**THE TASK**
Which lines of the data below contain the string "brass"? Pull out each of those lines in full.

**DATA SUPPLIED**
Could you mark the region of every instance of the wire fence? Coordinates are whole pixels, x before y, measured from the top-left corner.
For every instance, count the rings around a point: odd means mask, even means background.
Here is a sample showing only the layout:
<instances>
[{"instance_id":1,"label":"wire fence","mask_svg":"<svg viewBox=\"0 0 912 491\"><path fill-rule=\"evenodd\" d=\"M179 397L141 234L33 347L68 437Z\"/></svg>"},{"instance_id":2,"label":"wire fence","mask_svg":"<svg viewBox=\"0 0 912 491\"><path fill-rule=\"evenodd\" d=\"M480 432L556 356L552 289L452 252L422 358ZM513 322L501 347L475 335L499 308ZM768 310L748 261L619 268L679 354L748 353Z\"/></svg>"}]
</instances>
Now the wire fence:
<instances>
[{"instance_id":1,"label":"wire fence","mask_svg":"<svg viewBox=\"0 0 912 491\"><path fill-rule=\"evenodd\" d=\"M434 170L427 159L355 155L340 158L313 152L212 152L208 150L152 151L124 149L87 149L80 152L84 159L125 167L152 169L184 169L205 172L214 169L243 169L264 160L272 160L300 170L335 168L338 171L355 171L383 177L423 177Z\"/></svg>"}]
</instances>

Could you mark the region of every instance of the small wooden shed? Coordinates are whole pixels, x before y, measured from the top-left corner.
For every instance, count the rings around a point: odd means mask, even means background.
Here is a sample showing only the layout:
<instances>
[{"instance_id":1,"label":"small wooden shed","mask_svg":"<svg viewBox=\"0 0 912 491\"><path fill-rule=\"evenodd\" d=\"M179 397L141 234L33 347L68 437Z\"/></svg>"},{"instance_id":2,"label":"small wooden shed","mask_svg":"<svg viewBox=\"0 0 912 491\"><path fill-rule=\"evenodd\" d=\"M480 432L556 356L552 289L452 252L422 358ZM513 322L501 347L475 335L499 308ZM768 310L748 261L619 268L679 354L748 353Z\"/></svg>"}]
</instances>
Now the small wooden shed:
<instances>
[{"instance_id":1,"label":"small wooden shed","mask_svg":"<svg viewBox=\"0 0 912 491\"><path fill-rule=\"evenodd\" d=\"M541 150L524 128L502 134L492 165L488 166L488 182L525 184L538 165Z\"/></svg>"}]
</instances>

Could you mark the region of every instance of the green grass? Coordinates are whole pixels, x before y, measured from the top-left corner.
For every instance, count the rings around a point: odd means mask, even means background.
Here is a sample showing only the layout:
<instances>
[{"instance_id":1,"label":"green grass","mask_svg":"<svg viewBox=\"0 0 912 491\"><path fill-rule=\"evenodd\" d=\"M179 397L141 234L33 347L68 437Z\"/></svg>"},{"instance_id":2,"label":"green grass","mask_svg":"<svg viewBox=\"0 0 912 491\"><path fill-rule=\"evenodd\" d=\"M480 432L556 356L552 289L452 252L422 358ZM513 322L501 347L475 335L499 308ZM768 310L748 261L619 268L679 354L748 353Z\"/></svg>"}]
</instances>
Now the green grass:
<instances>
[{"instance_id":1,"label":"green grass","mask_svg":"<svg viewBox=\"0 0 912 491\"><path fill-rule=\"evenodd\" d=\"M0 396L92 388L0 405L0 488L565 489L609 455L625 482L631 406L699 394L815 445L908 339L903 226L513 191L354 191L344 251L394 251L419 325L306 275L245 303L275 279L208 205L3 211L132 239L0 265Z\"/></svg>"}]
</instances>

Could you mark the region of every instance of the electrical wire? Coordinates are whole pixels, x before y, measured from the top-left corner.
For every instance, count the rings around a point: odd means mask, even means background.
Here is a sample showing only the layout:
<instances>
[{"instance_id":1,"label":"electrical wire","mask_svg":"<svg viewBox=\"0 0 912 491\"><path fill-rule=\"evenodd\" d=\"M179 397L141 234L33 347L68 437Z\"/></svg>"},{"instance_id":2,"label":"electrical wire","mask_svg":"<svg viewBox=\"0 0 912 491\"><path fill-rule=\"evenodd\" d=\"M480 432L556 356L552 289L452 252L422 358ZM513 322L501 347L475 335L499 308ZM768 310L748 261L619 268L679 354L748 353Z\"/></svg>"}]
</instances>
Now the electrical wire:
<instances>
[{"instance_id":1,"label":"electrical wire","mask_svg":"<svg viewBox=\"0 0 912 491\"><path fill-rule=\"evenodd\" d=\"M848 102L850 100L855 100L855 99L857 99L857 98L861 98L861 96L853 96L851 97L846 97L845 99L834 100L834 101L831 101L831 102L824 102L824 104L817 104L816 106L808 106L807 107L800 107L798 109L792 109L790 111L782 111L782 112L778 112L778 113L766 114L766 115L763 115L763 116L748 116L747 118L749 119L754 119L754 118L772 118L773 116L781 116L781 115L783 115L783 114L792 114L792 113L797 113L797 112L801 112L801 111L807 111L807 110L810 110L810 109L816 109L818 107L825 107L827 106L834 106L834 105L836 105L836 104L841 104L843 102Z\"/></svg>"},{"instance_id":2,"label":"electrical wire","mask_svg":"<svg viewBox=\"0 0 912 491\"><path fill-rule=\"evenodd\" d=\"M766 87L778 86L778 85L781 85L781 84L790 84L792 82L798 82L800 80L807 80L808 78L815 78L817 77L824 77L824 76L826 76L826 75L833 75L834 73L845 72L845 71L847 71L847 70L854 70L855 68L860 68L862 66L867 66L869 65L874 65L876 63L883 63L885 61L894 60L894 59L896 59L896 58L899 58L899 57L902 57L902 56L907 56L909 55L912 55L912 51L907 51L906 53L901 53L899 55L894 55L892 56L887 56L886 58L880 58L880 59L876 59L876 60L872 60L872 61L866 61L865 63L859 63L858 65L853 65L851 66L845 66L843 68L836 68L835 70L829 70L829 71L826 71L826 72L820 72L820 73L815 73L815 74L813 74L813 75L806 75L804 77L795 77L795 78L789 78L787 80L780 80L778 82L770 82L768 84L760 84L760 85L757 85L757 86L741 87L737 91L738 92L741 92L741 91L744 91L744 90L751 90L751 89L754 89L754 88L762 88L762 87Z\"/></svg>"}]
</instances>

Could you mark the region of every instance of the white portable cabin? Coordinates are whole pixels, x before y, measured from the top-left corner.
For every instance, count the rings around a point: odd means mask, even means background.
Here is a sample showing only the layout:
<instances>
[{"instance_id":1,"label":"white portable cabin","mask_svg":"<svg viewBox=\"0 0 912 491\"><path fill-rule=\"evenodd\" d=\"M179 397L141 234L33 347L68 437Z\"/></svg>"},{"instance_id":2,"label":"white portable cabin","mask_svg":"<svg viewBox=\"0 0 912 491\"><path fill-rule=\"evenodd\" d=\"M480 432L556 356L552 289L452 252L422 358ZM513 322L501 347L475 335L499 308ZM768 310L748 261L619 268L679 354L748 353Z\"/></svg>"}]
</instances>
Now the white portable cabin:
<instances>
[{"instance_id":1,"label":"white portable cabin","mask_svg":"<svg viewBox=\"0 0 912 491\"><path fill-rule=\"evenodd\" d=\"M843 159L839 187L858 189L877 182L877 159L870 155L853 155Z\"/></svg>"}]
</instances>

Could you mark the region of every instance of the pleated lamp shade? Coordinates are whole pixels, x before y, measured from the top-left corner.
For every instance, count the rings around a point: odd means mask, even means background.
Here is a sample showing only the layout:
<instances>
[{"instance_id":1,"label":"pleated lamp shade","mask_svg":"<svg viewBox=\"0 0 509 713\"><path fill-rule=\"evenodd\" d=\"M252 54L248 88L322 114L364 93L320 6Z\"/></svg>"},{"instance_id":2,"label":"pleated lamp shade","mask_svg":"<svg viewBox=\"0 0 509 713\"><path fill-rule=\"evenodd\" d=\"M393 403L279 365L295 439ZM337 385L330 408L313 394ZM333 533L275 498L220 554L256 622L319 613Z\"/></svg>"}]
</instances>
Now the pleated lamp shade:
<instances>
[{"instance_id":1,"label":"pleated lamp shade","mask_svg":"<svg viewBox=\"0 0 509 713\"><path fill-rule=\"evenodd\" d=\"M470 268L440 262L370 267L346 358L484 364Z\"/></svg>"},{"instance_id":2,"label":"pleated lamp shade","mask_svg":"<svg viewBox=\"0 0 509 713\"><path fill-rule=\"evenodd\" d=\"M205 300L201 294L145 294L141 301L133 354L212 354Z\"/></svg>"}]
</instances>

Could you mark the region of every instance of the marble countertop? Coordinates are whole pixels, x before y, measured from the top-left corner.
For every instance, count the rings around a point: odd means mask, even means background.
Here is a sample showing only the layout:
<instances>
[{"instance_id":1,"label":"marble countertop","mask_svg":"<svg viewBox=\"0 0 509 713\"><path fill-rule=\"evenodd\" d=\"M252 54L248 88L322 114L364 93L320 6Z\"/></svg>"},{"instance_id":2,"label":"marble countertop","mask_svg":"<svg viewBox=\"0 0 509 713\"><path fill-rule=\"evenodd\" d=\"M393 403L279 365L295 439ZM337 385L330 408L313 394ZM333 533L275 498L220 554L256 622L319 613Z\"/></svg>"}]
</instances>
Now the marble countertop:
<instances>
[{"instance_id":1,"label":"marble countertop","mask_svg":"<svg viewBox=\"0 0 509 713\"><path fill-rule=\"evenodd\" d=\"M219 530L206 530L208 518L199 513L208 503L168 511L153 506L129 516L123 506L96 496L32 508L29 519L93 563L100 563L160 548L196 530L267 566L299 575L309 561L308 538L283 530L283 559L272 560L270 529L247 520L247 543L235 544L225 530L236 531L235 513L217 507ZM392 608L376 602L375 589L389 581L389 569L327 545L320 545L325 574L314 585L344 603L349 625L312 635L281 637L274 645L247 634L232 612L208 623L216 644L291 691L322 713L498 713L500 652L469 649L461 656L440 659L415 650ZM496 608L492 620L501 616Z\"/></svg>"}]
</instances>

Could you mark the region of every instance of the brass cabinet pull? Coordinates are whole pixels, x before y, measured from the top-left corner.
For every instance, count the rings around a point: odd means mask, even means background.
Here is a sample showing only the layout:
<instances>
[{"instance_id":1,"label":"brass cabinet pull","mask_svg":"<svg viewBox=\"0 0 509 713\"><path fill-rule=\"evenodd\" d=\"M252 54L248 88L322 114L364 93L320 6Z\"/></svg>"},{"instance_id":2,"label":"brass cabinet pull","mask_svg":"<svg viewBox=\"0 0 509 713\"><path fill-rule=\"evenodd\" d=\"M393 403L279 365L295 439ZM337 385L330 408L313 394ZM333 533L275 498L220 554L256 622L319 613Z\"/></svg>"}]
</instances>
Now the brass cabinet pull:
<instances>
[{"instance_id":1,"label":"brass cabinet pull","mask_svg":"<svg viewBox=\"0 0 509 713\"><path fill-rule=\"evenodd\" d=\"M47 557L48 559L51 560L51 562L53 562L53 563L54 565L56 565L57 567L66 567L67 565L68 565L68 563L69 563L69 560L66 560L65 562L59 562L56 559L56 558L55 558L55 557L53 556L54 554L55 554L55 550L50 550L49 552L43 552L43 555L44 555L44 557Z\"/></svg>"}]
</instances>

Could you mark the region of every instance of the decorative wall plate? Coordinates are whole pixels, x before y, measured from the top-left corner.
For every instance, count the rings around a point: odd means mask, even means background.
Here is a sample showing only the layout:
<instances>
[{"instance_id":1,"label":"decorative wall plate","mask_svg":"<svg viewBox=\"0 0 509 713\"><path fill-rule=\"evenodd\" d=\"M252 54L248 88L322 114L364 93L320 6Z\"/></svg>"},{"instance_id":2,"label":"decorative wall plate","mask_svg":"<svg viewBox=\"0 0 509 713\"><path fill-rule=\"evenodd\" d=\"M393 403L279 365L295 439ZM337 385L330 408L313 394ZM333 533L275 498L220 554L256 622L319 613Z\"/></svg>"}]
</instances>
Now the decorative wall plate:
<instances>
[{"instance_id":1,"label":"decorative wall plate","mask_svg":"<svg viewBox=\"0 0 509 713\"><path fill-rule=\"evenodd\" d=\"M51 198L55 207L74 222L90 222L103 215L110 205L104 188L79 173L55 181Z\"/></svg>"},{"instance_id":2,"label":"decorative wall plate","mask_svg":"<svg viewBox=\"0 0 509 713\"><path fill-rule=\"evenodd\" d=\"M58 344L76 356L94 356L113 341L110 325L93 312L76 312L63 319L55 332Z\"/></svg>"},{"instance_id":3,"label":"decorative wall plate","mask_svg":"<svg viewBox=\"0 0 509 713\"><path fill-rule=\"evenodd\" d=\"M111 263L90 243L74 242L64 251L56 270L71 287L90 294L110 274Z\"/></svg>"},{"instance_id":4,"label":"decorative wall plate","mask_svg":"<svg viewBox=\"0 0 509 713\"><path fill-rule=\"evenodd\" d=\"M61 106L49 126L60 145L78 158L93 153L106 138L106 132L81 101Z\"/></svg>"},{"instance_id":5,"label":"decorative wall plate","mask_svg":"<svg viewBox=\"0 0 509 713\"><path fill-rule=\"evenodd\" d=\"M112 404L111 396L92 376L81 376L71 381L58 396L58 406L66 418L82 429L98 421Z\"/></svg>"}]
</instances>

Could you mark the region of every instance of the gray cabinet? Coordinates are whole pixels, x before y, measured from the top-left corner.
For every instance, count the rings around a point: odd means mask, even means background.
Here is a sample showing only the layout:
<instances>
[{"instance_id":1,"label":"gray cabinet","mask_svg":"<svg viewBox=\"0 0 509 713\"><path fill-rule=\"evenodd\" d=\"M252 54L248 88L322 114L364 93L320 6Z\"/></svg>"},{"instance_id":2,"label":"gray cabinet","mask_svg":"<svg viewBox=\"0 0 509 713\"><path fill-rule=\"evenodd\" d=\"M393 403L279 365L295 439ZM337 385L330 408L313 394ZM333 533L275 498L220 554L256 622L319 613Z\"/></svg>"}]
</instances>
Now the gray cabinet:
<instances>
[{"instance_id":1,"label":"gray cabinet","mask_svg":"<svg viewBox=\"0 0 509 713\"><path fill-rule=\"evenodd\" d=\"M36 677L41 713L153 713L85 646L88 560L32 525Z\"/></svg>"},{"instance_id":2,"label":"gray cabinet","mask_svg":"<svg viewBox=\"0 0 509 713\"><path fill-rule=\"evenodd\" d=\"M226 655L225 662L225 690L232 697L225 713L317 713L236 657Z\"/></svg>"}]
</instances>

**EXERCISE OUTPUT**
Could you mark the region of every instance of the brass cabinet pull? Coordinates are whole pixels, x before y, measured from the top-left corner.
[{"instance_id":1,"label":"brass cabinet pull","mask_svg":"<svg viewBox=\"0 0 509 713\"><path fill-rule=\"evenodd\" d=\"M252 54L248 88L322 114L364 93L320 6Z\"/></svg>"},{"instance_id":2,"label":"brass cabinet pull","mask_svg":"<svg viewBox=\"0 0 509 713\"><path fill-rule=\"evenodd\" d=\"M393 403L279 365L295 439ZM337 385L330 408L313 394ZM333 533L275 498L220 554L256 622L319 613Z\"/></svg>"}]
Now the brass cabinet pull:
[{"instance_id":1,"label":"brass cabinet pull","mask_svg":"<svg viewBox=\"0 0 509 713\"><path fill-rule=\"evenodd\" d=\"M47 557L48 559L51 560L51 562L53 562L53 563L54 565L56 565L57 567L66 567L67 565L68 565L68 563L69 563L69 560L66 560L65 562L59 562L56 559L56 558L55 558L55 557L53 556L54 554L55 554L55 550L50 550L49 552L43 552L43 555L44 555L44 557Z\"/></svg>"}]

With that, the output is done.